▶ _Exercise requirements_
Nothing should appear in the answer except the lines from the one containing "Coordinates go as" through the end of the records below, written out exactly.

Stored data entries:
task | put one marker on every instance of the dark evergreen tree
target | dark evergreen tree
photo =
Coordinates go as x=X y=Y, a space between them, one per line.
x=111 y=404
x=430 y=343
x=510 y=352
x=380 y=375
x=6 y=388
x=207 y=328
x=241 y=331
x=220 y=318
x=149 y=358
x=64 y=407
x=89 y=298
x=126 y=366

▶ _Solution to this task_
Coordinates go as x=X y=Y, a space between them, one per line.
x=111 y=404
x=430 y=343
x=510 y=352
x=380 y=375
x=6 y=388
x=207 y=328
x=241 y=331
x=220 y=318
x=149 y=358
x=64 y=407
x=89 y=298
x=126 y=366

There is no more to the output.